===== MATERIAL

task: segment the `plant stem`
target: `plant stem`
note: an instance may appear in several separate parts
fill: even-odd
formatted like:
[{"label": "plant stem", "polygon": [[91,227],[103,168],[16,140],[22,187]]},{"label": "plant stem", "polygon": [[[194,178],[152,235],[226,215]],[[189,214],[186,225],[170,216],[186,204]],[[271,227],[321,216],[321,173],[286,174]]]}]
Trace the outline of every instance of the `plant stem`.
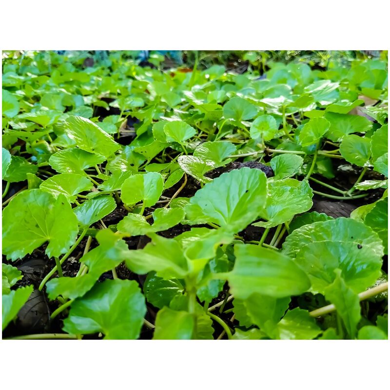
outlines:
[{"label": "plant stem", "polygon": [[5,340],[77,340],[76,334],[68,334],[66,333],[39,333],[37,334],[26,334],[24,336],[17,336],[9,337]]},{"label": "plant stem", "polygon": [[314,182],[318,183],[318,184],[320,184],[324,187],[326,187],[327,188],[329,188],[330,190],[332,190],[335,192],[338,192],[339,194],[342,194],[344,195],[347,194],[347,191],[343,191],[342,190],[336,188],[335,187],[333,187],[333,186],[331,186],[330,184],[327,184],[326,183],[324,183],[323,181],[321,181],[317,179],[315,179],[314,177],[312,177],[311,176],[309,178],[310,180],[312,180]]},{"label": "plant stem", "polygon": [[357,180],[355,182],[355,184],[352,186],[351,188],[347,193],[347,195],[351,195],[352,192],[353,192],[355,187],[362,181],[362,179],[363,177],[363,176],[366,174],[366,172],[367,172],[367,167],[365,167],[363,168],[363,170],[362,171],[360,175],[359,175],[359,177],[357,178]]},{"label": "plant stem", "polygon": [[[77,241],[72,246],[72,248],[69,249],[69,251],[65,254],[62,256],[62,258],[61,260],[59,260],[59,264],[62,264],[63,263],[64,261],[65,261],[66,259],[69,257],[69,256],[72,254],[72,253],[76,249],[78,245],[80,243],[80,241],[84,238],[84,236],[87,233],[88,229],[84,229],[81,232],[81,234],[79,236],[78,238],[77,239]],[[40,282],[40,284],[39,285],[39,287],[38,288],[38,290],[39,291],[42,291],[42,289],[43,288],[43,286],[46,284],[46,282],[54,274],[56,271],[57,270],[57,266],[56,266],[53,268],[44,278],[43,280]]]},{"label": "plant stem", "polygon": [[268,235],[268,233],[270,232],[270,228],[266,228],[265,230],[264,231],[263,234],[261,236],[261,238],[260,239],[260,241],[259,241],[259,245],[261,246],[264,243],[264,241],[265,241],[265,239],[267,238],[267,236]]},{"label": "plant stem", "polygon": [[[383,292],[387,291],[389,289],[389,282],[386,282],[384,283],[382,283],[378,286],[375,286],[375,287],[372,287],[371,289],[369,289],[358,294],[359,301],[363,301],[365,299],[367,299],[369,298],[371,298],[373,296],[377,295],[381,292]],[[322,317],[326,314],[334,312],[336,310],[336,307],[333,305],[328,305],[326,306],[320,308],[319,309],[316,309],[315,310],[313,310],[310,312],[309,314],[312,317]]]},{"label": "plant stem", "polygon": [[314,167],[315,166],[315,162],[317,161],[317,155],[318,154],[318,151],[317,149],[315,149],[315,152],[314,153],[314,156],[313,156],[313,161],[312,161],[312,165],[310,167],[310,169],[309,170],[309,172],[308,172],[308,174],[306,175],[306,176],[305,178],[306,180],[309,180],[309,178],[311,176],[312,174],[313,173],[313,171],[314,170]]},{"label": "plant stem", "polygon": [[59,277],[62,277],[62,269],[61,268],[61,263],[59,262],[59,259],[58,257],[54,257],[54,260],[56,260],[56,266],[57,267],[57,272],[58,273],[58,276]]},{"label": "plant stem", "polygon": [[8,192],[8,190],[9,189],[9,186],[10,186],[10,182],[7,181],[7,184],[5,185],[5,188],[4,189],[4,192],[3,193],[3,195],[1,196],[1,198],[3,198],[6,195],[7,193]]},{"label": "plant stem", "polygon": [[50,319],[52,320],[54,318],[55,318],[56,317],[57,317],[57,315],[58,315],[60,312],[63,312],[64,310],[65,310],[65,309],[66,309],[66,308],[68,307],[71,305],[72,305],[72,302],[74,300],[75,300],[74,299],[70,299],[70,300],[68,301],[68,302],[64,303],[63,305],[61,305],[56,310],[55,310],[52,313],[52,315],[50,316]]},{"label": "plant stem", "polygon": [[316,194],[317,195],[321,195],[322,196],[326,196],[327,197],[330,198],[331,199],[339,199],[342,200],[348,200],[350,199],[359,199],[359,198],[364,198],[367,196],[368,194],[361,194],[360,195],[355,195],[353,196],[337,196],[335,195],[330,195],[329,194],[324,194],[323,192],[319,191],[314,191],[313,190],[314,194]]},{"label": "plant stem", "polygon": [[215,314],[213,314],[212,313],[211,313],[210,312],[207,312],[207,315],[210,316],[216,322],[217,322],[223,328],[223,330],[225,332],[226,332],[228,338],[229,340],[231,340],[232,337],[233,337],[232,332],[230,331],[230,328],[229,328],[229,327],[226,325],[225,322],[222,321],[222,320],[221,320],[219,317]]}]

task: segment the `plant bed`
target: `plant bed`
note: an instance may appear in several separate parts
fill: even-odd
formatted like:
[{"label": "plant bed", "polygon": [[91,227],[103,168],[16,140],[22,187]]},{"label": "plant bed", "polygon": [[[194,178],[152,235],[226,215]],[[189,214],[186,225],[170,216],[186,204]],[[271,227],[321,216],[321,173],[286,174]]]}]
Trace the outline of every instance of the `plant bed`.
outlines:
[{"label": "plant bed", "polygon": [[387,53],[184,54],[3,54],[3,338],[387,339]]}]

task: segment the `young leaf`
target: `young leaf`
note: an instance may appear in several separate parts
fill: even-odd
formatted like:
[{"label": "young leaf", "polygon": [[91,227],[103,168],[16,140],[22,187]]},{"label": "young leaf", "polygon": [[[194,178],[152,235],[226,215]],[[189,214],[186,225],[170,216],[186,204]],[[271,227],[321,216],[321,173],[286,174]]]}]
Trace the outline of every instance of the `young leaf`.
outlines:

==========

THE REQUEST
Pull out every line of the entries above that contains the string "leaf", matching case exactly.

WORKED ANSWER
task: segment the `young leaf`
target: `young leaf`
[{"label": "young leaf", "polygon": [[91,227],[103,168],[16,140],[22,187]]},{"label": "young leaf", "polygon": [[[194,178],[152,235],[226,215]],[[189,214],[186,225],[170,216],[186,204]],[[271,227],[321,216],[321,173],[286,174]]]}]
Trace the outline of every instance of the `young leaf`.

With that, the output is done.